Study text below:
General Information
Introduction
The International Court of Justice (ICJ) is the principal judicial organ of the United Nations (UN). It was established in June 1945 by the Charter of the United Nations and began work in April 1946.
The seat of the Court is at the Peace Palace in The Hague (Netherlands). Of the six principal organs of the United Nations, it is the only one not located in New York (United States of America).
The Court’s role is to settle, in accordance with international law, legal disputes submitted to it by States and to give advisory opinions on legal questions referred to it by authorized United Nations organs and specialized agencies.
The Court is composed of 15 judges, who are elected for terms of office of nine years by the United Nations General Assembly and the Security Council. It is assisted by a Registry, its administrative organ. Its official languages are English and French.
Basic Documents
How the court works
The Court may entertain two types of cases: legal disputes between States submitted to it by them (contentious cases) and requests for advisory opinions on legal questions referred to it by United Nations organs and specialized agencies (advisory proceedings).
Jurisdiction
The International Court of Justice acts as a world court. The Court has a dual jurisdiction : it decides, in accordance with international law, disputes of a legal nature that are submitted to it by States (jurisdiction in contentious cases); and it gives advisory opinions on legal questions at the request of the organs of the United Nations or specialized agencies authorized to make such a request (advisory jurisdiction).
Contentious cases
Only States (States Members of the United Nations and other States which have become parties to the Statute of the Court or which have accepted its jurisdiction under certain conditions) may be parties to contentious cases.
End of Study text.
Data to examine below:
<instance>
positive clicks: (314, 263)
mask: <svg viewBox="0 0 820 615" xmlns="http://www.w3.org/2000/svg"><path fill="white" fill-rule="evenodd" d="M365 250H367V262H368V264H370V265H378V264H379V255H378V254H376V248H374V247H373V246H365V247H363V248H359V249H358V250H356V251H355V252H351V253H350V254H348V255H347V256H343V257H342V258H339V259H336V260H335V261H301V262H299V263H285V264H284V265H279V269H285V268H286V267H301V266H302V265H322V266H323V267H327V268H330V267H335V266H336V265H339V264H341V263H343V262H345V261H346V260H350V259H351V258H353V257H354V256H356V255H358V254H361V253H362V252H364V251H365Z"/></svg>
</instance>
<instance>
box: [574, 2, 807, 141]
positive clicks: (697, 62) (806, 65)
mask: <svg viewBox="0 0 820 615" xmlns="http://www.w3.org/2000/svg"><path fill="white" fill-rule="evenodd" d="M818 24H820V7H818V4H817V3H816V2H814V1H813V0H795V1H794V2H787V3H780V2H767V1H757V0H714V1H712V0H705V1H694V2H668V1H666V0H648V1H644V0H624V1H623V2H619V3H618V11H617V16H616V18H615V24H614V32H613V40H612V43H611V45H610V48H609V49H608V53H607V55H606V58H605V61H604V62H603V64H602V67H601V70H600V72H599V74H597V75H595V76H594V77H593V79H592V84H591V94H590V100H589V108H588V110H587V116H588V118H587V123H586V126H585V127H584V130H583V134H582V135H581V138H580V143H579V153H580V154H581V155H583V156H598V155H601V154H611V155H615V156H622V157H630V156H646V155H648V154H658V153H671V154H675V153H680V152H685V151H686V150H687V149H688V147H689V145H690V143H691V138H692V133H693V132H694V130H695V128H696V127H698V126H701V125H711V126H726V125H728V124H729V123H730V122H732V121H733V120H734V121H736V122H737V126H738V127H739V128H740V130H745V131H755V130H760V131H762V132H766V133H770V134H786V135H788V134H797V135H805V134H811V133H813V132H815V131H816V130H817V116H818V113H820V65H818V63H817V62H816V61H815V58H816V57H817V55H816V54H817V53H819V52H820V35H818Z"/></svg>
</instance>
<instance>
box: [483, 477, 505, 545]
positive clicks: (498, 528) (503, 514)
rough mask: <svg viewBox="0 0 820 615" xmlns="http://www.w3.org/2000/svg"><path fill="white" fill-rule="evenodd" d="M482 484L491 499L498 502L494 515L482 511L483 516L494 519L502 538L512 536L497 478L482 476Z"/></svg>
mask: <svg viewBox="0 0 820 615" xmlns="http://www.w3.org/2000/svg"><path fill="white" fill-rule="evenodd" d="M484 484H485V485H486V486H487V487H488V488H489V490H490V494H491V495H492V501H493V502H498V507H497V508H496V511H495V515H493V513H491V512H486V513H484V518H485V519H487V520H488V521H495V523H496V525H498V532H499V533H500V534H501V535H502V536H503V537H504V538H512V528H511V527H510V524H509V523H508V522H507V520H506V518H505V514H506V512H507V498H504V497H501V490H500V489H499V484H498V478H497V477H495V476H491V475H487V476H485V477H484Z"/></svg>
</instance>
End of Data to examine.
Prompt A:
List every section heading that appears in the text on the International Court of Justice.
Prompt B:
Translate this sentence from the text on the International Court of Justice into French: "The seat of the Court is at the Peace Palace in The Hague (Netherlands)."

Answer area A:
General Information
Introduction
Basic Documents
How the court works
Jurisdiction
Contentious cases

Answer area B:
Le siège de la Cour se trouve au Palais de la Paix, à La Haye (Pays-Bas).